• _To do_
Check each line of the material below for "horse" and copy those where it appears.

• _Data provided_
• • • • • • •
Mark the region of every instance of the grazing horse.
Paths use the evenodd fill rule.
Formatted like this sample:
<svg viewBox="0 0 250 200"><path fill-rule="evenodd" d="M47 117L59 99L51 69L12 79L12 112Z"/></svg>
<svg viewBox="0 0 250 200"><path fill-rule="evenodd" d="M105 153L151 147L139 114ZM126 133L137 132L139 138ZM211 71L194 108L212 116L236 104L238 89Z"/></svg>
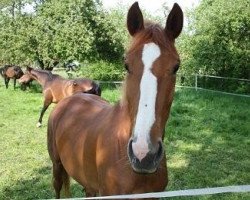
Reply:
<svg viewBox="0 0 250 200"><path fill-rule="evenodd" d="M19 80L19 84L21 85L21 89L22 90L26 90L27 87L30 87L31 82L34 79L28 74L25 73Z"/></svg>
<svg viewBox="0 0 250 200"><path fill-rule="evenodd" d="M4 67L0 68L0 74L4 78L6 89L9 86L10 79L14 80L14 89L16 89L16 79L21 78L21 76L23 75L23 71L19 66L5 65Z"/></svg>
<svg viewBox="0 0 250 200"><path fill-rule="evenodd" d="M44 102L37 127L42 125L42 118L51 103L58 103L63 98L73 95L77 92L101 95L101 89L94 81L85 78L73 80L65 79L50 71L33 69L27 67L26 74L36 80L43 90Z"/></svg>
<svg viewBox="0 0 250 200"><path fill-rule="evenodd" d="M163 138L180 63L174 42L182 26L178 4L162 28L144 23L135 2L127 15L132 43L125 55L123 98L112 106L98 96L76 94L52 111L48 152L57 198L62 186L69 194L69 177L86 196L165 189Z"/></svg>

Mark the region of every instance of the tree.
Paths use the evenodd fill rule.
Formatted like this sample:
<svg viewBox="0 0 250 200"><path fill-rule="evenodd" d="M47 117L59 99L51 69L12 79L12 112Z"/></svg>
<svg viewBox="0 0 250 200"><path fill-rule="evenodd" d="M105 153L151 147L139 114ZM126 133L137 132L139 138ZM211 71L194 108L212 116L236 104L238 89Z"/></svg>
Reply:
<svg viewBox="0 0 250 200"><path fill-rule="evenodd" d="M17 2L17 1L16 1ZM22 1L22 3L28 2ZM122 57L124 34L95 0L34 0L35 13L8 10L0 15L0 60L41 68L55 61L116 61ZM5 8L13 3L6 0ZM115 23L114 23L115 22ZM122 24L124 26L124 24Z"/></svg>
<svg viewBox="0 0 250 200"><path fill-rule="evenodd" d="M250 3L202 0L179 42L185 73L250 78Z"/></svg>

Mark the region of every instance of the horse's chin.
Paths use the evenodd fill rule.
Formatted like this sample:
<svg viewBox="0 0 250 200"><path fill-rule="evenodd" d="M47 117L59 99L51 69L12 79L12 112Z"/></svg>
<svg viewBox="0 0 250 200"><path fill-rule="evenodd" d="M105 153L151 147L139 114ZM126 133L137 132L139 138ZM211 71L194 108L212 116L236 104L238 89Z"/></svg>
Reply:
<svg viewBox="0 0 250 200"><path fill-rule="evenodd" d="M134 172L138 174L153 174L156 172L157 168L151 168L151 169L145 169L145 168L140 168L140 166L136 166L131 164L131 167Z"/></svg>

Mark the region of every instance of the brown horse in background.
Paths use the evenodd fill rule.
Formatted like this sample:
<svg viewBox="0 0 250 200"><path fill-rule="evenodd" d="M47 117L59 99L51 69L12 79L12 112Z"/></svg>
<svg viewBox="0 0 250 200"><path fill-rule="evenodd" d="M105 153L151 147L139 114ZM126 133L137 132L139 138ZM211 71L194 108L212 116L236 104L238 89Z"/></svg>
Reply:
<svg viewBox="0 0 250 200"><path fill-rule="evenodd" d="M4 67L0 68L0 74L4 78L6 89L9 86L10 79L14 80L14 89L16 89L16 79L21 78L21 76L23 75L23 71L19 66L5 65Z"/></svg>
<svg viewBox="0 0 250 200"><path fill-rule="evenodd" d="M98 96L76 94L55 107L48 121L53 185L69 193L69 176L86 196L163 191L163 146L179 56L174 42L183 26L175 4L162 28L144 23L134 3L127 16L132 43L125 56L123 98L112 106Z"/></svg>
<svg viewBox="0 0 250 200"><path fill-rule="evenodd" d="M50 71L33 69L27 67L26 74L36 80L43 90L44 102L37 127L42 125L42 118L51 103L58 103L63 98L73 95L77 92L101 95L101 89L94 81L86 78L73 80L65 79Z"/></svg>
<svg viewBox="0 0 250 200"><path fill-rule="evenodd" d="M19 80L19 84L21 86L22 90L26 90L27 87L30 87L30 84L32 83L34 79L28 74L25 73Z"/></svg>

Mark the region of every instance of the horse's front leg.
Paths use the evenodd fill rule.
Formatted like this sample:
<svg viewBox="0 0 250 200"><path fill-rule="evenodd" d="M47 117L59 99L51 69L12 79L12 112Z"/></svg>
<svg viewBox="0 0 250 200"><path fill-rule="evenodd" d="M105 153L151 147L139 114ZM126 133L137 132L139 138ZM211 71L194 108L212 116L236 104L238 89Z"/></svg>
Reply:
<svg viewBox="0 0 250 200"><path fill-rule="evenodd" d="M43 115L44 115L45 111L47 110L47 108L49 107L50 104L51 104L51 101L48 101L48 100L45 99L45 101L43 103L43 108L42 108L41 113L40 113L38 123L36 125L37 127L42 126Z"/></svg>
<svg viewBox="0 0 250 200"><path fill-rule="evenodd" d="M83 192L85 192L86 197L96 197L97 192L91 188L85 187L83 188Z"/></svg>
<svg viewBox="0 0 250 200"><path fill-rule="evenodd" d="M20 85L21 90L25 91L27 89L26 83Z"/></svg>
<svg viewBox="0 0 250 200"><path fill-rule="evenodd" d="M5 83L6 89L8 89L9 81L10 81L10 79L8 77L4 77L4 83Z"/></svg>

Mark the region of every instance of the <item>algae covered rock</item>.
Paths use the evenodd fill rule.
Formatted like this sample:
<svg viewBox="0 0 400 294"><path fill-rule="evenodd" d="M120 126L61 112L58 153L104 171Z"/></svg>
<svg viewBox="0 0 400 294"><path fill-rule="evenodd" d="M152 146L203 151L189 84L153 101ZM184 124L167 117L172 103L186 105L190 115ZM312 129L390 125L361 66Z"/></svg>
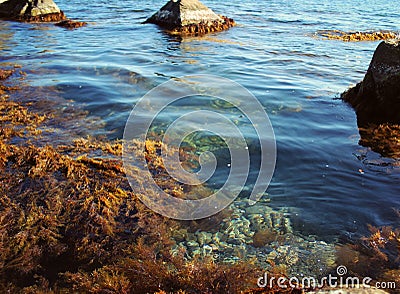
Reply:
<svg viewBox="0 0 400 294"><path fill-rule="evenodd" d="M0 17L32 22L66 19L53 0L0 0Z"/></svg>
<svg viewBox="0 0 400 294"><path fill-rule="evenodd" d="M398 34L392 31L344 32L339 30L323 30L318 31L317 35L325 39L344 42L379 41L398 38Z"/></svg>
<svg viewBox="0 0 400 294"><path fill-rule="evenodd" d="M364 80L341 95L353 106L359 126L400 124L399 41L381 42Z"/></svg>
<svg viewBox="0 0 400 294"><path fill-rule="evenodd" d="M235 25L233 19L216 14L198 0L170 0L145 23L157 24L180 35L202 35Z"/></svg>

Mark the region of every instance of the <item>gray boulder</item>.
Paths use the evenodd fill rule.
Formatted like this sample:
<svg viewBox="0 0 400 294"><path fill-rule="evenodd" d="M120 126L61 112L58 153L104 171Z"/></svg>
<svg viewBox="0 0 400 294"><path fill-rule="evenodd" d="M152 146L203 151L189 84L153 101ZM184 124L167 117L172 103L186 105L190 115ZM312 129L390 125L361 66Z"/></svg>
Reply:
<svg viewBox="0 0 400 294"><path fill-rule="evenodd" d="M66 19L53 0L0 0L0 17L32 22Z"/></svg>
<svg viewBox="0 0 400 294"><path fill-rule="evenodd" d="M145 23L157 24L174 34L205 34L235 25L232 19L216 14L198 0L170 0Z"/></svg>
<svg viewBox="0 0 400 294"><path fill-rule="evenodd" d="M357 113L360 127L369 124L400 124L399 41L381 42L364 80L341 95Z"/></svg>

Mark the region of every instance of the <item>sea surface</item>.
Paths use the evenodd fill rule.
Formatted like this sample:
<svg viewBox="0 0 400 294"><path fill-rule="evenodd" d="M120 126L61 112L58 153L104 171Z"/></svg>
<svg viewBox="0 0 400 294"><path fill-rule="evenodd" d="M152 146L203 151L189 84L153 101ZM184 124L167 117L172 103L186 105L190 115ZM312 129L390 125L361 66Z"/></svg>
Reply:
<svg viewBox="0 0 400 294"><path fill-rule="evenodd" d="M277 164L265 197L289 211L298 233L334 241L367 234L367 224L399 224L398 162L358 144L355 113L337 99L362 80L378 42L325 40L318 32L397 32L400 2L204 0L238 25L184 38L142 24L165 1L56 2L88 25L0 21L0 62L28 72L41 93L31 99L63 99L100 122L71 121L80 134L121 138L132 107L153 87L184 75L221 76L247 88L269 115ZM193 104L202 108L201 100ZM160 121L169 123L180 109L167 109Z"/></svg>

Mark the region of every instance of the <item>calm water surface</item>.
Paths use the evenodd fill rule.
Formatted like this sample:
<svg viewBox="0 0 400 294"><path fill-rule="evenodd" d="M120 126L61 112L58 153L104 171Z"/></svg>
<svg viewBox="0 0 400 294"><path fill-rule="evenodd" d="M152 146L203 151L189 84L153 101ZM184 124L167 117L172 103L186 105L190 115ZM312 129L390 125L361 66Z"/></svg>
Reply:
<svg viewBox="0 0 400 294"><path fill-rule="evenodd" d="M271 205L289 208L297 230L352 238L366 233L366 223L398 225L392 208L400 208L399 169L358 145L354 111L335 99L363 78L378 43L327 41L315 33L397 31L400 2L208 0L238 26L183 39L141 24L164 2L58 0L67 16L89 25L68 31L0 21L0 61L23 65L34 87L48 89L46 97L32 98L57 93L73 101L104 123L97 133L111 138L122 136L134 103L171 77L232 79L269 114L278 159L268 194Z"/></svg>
• • • • • • •
• _Exercise output_
Mark the region of every instance of the grazing horse.
Mark the region of every instance of the horse's chin.
Mark the region of every instance of the brown horse in background.
Mark the region of every instance of the horse's front leg.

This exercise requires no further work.